Description of the task
Copy every line of the listing below word for word, changing nothing.

(Dataset items)
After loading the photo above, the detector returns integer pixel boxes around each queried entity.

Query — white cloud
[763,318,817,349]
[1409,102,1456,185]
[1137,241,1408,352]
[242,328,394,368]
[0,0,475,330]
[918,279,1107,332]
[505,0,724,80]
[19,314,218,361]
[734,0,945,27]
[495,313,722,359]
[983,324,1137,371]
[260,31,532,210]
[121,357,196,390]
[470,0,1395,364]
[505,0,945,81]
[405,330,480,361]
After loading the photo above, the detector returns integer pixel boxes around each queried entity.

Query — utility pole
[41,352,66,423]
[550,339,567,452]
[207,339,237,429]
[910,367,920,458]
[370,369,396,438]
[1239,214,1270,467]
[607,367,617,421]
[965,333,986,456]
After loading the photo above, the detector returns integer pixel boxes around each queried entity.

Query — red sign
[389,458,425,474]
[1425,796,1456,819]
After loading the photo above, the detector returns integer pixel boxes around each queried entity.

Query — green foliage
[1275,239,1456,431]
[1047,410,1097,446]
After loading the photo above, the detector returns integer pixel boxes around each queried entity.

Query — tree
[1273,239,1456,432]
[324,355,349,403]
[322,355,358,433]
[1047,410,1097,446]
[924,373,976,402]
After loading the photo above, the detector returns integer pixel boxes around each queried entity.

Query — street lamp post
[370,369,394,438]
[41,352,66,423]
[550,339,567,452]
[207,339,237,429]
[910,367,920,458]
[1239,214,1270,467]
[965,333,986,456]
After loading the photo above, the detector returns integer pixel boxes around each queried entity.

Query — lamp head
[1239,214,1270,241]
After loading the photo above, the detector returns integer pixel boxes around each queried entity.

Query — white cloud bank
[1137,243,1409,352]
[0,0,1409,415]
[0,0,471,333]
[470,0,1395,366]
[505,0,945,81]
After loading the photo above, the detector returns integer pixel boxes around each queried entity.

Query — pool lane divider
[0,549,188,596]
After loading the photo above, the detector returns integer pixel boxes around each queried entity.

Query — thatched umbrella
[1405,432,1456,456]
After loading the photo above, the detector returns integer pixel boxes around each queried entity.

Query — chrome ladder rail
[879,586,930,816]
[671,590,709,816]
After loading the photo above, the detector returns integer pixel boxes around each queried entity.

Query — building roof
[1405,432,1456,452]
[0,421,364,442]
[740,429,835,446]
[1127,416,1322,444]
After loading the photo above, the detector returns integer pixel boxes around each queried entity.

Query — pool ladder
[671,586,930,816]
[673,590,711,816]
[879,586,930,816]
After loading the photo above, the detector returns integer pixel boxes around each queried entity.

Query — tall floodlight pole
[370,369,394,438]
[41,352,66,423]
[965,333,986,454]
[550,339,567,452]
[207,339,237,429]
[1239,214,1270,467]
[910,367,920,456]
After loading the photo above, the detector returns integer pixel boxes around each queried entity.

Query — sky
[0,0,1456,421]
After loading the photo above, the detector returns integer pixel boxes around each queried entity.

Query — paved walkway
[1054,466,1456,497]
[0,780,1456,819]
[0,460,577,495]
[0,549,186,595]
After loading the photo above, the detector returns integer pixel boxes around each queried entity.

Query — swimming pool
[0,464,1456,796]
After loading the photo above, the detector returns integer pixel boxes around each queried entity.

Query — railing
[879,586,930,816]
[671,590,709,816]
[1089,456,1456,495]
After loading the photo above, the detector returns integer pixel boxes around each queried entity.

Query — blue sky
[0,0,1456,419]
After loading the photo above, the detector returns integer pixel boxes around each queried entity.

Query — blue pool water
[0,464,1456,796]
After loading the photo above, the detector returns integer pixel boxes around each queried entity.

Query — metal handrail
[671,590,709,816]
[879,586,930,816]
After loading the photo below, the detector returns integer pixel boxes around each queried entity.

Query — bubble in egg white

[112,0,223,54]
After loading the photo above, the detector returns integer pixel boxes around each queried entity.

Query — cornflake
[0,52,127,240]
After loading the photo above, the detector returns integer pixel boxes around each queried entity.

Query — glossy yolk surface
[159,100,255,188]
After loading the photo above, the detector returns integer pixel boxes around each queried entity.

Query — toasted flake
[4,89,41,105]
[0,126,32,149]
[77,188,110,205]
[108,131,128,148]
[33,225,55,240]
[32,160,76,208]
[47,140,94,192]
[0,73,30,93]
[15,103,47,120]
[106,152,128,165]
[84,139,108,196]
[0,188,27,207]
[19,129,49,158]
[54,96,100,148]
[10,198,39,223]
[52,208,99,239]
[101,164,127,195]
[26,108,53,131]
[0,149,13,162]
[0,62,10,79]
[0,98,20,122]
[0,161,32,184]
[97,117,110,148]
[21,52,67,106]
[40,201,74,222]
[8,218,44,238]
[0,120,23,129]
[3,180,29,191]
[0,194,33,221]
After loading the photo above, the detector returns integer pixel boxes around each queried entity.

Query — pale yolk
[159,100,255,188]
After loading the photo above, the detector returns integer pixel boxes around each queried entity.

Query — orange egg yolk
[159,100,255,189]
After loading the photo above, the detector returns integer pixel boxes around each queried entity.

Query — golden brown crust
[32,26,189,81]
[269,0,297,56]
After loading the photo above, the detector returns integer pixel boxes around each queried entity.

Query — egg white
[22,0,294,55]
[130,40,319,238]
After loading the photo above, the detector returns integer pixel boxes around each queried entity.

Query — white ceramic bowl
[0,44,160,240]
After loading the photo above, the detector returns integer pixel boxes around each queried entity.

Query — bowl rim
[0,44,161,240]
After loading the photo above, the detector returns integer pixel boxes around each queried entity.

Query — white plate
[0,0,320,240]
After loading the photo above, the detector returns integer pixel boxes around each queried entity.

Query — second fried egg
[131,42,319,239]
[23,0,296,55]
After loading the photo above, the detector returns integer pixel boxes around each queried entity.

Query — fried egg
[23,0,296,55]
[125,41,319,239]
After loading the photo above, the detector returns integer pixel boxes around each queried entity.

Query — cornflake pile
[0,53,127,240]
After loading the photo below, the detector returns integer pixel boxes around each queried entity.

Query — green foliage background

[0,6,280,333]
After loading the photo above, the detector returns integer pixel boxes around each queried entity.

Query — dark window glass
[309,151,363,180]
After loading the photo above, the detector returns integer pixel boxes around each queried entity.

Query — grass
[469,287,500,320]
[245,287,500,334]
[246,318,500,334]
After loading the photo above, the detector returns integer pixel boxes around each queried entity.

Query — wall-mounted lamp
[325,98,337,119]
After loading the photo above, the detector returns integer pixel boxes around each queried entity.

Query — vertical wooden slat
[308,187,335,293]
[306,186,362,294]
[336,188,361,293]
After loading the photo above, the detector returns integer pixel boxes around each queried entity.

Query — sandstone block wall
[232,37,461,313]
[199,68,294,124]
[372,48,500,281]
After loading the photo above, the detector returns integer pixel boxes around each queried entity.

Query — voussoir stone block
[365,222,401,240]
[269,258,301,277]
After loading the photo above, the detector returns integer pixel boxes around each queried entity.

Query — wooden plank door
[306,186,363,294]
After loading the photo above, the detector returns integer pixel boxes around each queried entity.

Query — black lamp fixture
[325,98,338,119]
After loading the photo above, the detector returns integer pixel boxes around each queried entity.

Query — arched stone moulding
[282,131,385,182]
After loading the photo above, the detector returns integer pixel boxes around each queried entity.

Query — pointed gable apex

Reply
After loading the photo above, the detector returns integer pixel boxes around each queried entity.

Query — white cloud
[763,318,817,349]
[1409,102,1456,185]
[1137,241,1408,352]
[242,328,394,368]
[0,0,475,330]
[918,279,1107,332]
[505,0,724,80]
[19,314,218,361]
[734,0,945,27]
[495,313,722,359]
[983,324,1137,371]
[260,31,532,210]
[121,357,196,390]
[470,0,1395,364]
[505,0,945,81]
[405,330,480,361]
After loading the photo above, the detector returns integer pixel boxes around each queried entity.

Query — utility pole
[41,352,66,423]
[550,339,567,452]
[207,339,237,429]
[910,367,920,458]
[370,369,396,438]
[1239,214,1270,467]
[607,367,617,421]
[965,333,986,456]
After loading the photo above, the detector returns integer pixel boxes around each queried entity.

Query — red sign
[389,458,425,474]
[1425,796,1456,819]
After loading the photo above, the detector returns integer pixel boxes around each queried entity.

Query — green foliage
[1275,239,1456,431]
[1047,410,1097,446]
After loading the photo above, the detector returns integer pixel boxes around each queried entity.

Query — tree
[1273,239,1456,432]
[324,355,349,403]
[322,355,358,433]
[1047,410,1097,446]
[924,373,976,402]
After loading the photo above, the detector returns integer pixel boxes around each queried entity.

Query — street lamp post
[370,369,394,438]
[41,352,66,423]
[550,339,567,452]
[207,339,237,429]
[910,367,920,458]
[1239,214,1270,467]
[965,333,986,456]
After loading the photo above, the detector returns integer pixel boxes around each queried entity.

Query — lamp head
[1239,214,1270,241]
After loading the photo above, the detector returns integer pixel boxes around each queried entity.

Query — white cloud bank
[1137,243,1409,352]
[0,0,1409,415]
[0,0,471,333]
[470,0,1395,366]
[505,0,945,81]
After loading the photo above, the detector returns integer pixel boxes around each queried entity.

Query — pool lane divider
[0,549,188,596]
After loading the photo above, the detector returns integer pixel boxes around each queried entity.

Query — thatched umbrella
[1405,432,1456,456]
After loading the photo above, the detector returns integer pixel boxes around each queried entity.

Query — chrome ladder rail
[879,586,930,816]
[671,590,709,816]
After loading the photo above, the detector returns integer pixel boxes around each queried entity.

Query — building roof
[1405,432,1456,452]
[0,421,364,442]
[740,429,835,446]
[1127,416,1322,444]
After loading the photo above, the detector returns integer pixel boxes around each queried entity.

Query — pool ladder
[671,586,930,816]
[673,590,711,816]
[879,586,930,816]
After loading the photo above, the detector returns integer pixel boxes around each queried entity.

Query — tall floodlight pole
[370,369,394,438]
[41,352,66,423]
[965,333,986,454]
[550,339,567,452]
[207,339,237,429]
[1239,214,1270,467]
[910,367,920,456]
After loading the photo above, the detector returns integer pixel boxes around each queried entity.

Query — sky
[0,0,1456,421]
After loading the photo above, the detector returns integer pixel boxes around each queried entity.

Query — paved walkway
[1054,466,1456,497]
[0,780,1456,819]
[0,460,577,495]
[0,549,186,595]
After loading the photo above, the detector returns integer pixel boxes around each queried entity.

Query — swimming pool
[0,464,1456,796]
After loading the photo above, the detector returns integer pixel boxes around each queried entity.

Query — railing
[879,586,930,816]
[671,590,709,816]
[1089,456,1456,495]
After loading the photo above, the detector returns integer pixel boxes around each queried entity.

Query — blue sky
[0,0,1456,419]
After loading the photo above, the detector returns integer pixel boxes around each queried entity.

Query — blue pool water
[0,464,1456,796]
After loading the photo above, the detector returns integer pixel boxes around each queried entity.

Query — metal handrail
[671,590,709,816]
[879,586,930,816]
After loading the photo below, the detector returns integer pixel boxes around each queried entity.

Query — bubble in egg white

[112,0,223,54]
After loading the photo above, the detector returns integer pixel boxes around each queried entity.

Query — cornflake
[0,52,127,240]
After loading the photo above, the detector returns integer pixel boxes around each queried entity.

Query — glossy yolk surface
[159,100,255,188]
After loading the photo above, the detector returns integer pixel boxes around each queried entity.

Query — toasted flake
[4,89,41,105]
[0,126,32,149]
[77,188,110,205]
[108,131,128,148]
[33,225,55,240]
[32,160,76,208]
[47,140,94,192]
[0,73,30,93]
[15,103,47,120]
[106,152,128,165]
[84,139,108,196]
[0,188,27,207]
[19,129,49,158]
[54,96,100,148]
[10,198,39,223]
[52,208,99,239]
[101,164,127,195]
[26,108,53,131]
[0,149,13,162]
[0,62,10,79]
[0,98,20,122]
[0,161,32,184]
[97,117,110,148]
[21,52,67,106]
[40,201,74,222]
[8,218,44,238]
[0,120,23,129]
[3,180,29,191]
[0,194,33,221]
After loading the photo above, the detector returns integer pixel boxes around each queried entity.

Query — pale yolk
[159,100,255,188]
After loading the photo above, the detector returns integer pixel boxes around each queried entity.

Query — orange egg yolk
[159,100,255,189]
After loading the photo above, the detector returns integer pixel boxes around each queried entity.

Query — golden brown crust
[32,26,189,81]
[269,0,297,56]
After loading the photo above, the detector returns integer pixel boxes around each queried entity.

Query — egg white
[22,0,294,55]
[130,40,319,238]
After loading the photo above, the detector returns integer pixel boxes around each queried entity.

Query — white ceramic bowl
[0,44,160,240]
After loading the photo above, the detector returns integer pixel boxes around each queried entity.

Query — bowl rim
[0,44,161,240]
After loading the photo above, the detector returns integer pixel boxes around each queried entity.

Query — white plate
[0,0,320,240]
After loading the photo above, the detector returns integer pixel boxes around each queried entity.

Query — second fried egg
[131,42,319,239]
[23,0,296,55]
After loading the photo above, the detector returns integer pixel boxes around each queried entity.

Query — fried egg
[23,0,296,55]
[125,41,319,239]
After loading the photo above, the detector returns integer pixel boxes around each queried entity.

Query — cornflake pile
[0,53,127,240]
After loading the photo below, the detector returns integer pixel boxes around each queried entity.

Query — green foliage background

[0,6,280,333]
After loading the photo above, the detector returns integer pixel boxes around each queried entity.

Query — dark window glass
[309,151,363,180]
After loading the photo above, the detector returns integer pixel boxes around each queried entity.

Query — grass
[469,287,500,320]
[245,287,500,334]
[246,318,500,334]
After loading the photo above, the detector returns integer pixel boxes around each queried entity.

Query — wall-mounted lamp
[325,98,337,119]
After loading the photo above, the detector returns integer pixel boxes around each queried entity.

Query — vertical wooden slat
[308,187,335,293]
[306,186,362,294]
[336,188,361,293]
After loading the photo above, the detector returns integer pixel boxes around each queried entity.

Query — sandstone block wall
[232,37,461,313]
[199,68,294,124]
[372,48,500,281]
After loading the photo above, the detector returns integer pixel boxes around each queried entity.

Query — voussoir stone block
[365,222,401,240]
[269,258,301,277]
After loading the photo above, the detector returns integer pixel boxes around each queried entity.

Query — wooden plank door
[306,186,363,294]
After loading the photo above, the detector returns integer pixel boxes around each queried entity.

Query — black lamp fixture
[325,98,338,119]
After loading the photo above, the detector returns integer pixel boxes around each queried entity.

Query — arched stone moulding
[282,131,385,182]
After loading the photo above, the detector returns integer pixel boxes around each queried entity.

Query — pointed gable apex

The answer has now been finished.